## Listed records
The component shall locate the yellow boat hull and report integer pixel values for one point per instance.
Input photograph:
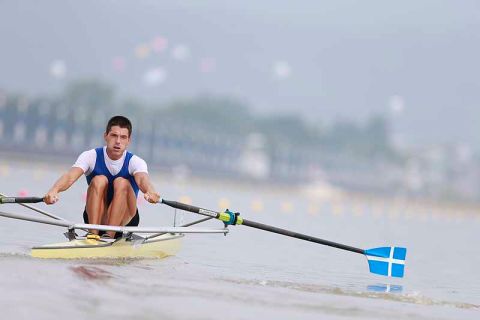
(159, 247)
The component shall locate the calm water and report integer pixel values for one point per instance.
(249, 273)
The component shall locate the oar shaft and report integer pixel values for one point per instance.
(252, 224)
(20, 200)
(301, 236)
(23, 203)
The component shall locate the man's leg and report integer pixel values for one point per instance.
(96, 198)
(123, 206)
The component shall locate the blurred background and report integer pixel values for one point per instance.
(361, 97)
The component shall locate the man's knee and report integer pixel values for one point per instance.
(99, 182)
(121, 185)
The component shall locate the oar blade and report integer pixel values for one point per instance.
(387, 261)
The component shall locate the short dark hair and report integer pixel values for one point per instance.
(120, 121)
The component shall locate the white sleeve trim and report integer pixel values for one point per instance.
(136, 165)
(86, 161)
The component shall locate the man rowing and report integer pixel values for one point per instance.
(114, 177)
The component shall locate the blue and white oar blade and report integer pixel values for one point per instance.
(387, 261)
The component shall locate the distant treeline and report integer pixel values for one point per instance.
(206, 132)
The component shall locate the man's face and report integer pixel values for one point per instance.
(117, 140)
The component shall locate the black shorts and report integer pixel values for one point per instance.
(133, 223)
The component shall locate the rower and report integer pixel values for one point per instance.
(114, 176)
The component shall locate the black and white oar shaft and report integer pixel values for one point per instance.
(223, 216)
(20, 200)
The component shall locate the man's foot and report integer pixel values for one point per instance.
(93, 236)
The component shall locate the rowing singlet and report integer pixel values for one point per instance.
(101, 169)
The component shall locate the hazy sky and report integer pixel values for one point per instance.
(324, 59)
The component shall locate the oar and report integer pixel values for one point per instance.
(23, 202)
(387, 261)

## What this task involves
Print all entries exactly, without images.

## Result below
The component shall locate the yellow boat hull and report integer pixel values for one point per instance.
Input photograph:
(159, 247)
The component shall locate the calm water and report integer pixel values for one point per instance.
(249, 273)
The component shall locate the oar shaft and report integer pixel values for one point per instance.
(252, 224)
(20, 200)
(301, 236)
(23, 203)
The component shall locate the man's leg and report integer pixel values for one point per instance.
(96, 198)
(123, 206)
The component shall locate the blurred background and report integer pixel values for one point per instance.
(361, 97)
The component shall locate the man's knee and report integer pixel values for one point per instance.
(99, 182)
(121, 185)
The component shall locate the oar blade and report integer pixel values for one point per instance.
(387, 261)
The component shall locate the short dark hair and report integer pixel values for one point per instance.
(120, 121)
The component shall locate the white sleeve trim and report integer pixel values for one point per instance.
(136, 165)
(86, 161)
The component shall locate the man rowing and report integer pixel values for one point per instance.
(114, 177)
The component shall locate the blue and white oar blade and report integer pixel values for one point per instance.
(387, 261)
The component shall locate the distant treeline and report integer pixel values for one point per instance.
(206, 132)
The component shall locate the man's face and report integer pixel values for one point per instance.
(117, 140)
The component shall locate the black shorts and report integer pixel values for one point per instance.
(133, 223)
The component shall locate the rower and report integer pixel values for one point per instance.
(114, 176)
The component shall locate the black and white oar shaft and report integer pixel values for one point per instance.
(223, 216)
(20, 200)
The component shall locate the man's foot and report integer pixel values for one point per instance.
(93, 236)
The component shall locate the rowing singlet and report integer pixel values for one point per instance.
(101, 169)
The component shall locate the hazy sky and report integer pixel values for one point per instance.
(324, 59)
The component shall locate the oar and report integer pixel values for one point per instance.
(23, 202)
(387, 261)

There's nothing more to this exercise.